_Instruction_. Rewrite the rows below, replacing "rough mask" with "coarse mask" and leaving everything else unchanged.

Saved entries

___

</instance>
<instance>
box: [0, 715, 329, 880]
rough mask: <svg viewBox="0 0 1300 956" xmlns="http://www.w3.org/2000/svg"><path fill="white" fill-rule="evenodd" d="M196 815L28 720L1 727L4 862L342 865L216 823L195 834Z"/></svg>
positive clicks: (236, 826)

___

_Exercise result_.
</instance>
<instance>
box: [0, 715, 329, 880]
coarse mask: <svg viewBox="0 0 1300 956" xmlns="http://www.w3.org/2000/svg"><path fill="white" fill-rule="evenodd" d="M196 815L28 720L1 727L4 862L342 865L216 823L195 834Z"/></svg>
positive clicks: (236, 826)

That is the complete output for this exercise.